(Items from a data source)
•••••

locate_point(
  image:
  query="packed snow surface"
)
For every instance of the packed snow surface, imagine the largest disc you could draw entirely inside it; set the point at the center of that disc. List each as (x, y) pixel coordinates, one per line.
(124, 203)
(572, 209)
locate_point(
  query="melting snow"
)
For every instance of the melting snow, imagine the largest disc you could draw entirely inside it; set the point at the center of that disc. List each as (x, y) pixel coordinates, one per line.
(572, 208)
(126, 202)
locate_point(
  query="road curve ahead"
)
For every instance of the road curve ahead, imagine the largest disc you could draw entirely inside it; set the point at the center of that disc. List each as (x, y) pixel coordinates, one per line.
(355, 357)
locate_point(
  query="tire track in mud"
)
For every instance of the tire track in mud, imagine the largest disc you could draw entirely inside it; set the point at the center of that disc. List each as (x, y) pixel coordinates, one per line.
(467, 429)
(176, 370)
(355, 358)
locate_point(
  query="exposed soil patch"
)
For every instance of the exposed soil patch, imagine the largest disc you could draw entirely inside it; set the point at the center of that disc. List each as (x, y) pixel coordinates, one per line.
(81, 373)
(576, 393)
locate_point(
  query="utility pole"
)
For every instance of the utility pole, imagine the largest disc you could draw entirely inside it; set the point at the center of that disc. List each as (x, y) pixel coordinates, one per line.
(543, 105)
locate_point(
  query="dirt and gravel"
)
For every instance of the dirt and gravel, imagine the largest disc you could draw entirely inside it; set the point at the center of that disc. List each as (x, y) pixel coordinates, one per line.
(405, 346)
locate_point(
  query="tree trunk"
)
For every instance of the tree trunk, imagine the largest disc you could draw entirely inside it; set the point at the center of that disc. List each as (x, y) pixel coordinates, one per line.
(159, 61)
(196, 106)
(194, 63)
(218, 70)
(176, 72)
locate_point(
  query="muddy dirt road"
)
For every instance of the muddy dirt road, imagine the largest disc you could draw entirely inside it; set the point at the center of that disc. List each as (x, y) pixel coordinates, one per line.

•••••

▶ _Assigned task_
Write all the entries again precisely as they were given.

▶ _Output for this task_
locate_point(
  image:
  query="packed snow surface"
)
For every instance of the packed snow surface, imagine the largest disc you could draw entirely inside it; set the point at the center of that disc. List each as (x, y) pixel coordinates, one per line.
(124, 203)
(572, 209)
locate_point(
  query="melting snow"
)
For every instance of the melting snow, imagine the largest disc you could draw entirely inside it; set the point at the center of that disc. List each as (x, y) pixel coordinates, one per line.
(572, 208)
(126, 202)
locate_point(
  query="road curve ahead"
)
For every instance of the road curve ahead, imagine the largest disc you could draw entirely inside it; set the point at the center of that disc. List each as (x, y) pixel coordinates, one per line.
(355, 357)
locate_point(
  query="tire track in mud"
)
For every instance of the tire track in mud, imagine the largest disc you could draw entirely inside it; set the point at the center of that disc. List each as (x, y) pixel coordinates, one per line.
(467, 429)
(176, 370)
(355, 358)
locate_point(
  query="exposed soil patch"
)
For every instance of the exposed soil patch, imagine the largest disc you could draw entirely inside it; set the point at the center of that disc. List each as (x, y) pixel coordinates, one per line.
(81, 373)
(576, 393)
locate_point(
  query="utility pole"
)
For every instance of the utility pole, imagine the largest disc you could draw entirely inside it; set the point at the center of that disc. List each as (x, y) pixel coordinates, one per line.
(543, 105)
locate_point(
  query="dirt and gravel"
)
For every instance of the dirt and gravel, imagine the largest disc you could draw entirely inside it; set the point at the center of that disc. List each as (x, y) pixel coordinates, one per line.
(405, 346)
locate_point(
  query="tree trunk"
)
For every instance of the tree trunk, imagine the largest disc you could draw entirely inside it; set the point at the center of that disc. List each as (x, y) pixel coordinates, one per line.
(159, 61)
(196, 106)
(194, 63)
(218, 70)
(176, 72)
locate_point(
  query="muddy dirt road"
)
For every instance of the muddy dirt road, imagine the largest disc you could draw entirely inside it; set the point at the center of that disc. List each as (x, y) pixel coordinates, one per line.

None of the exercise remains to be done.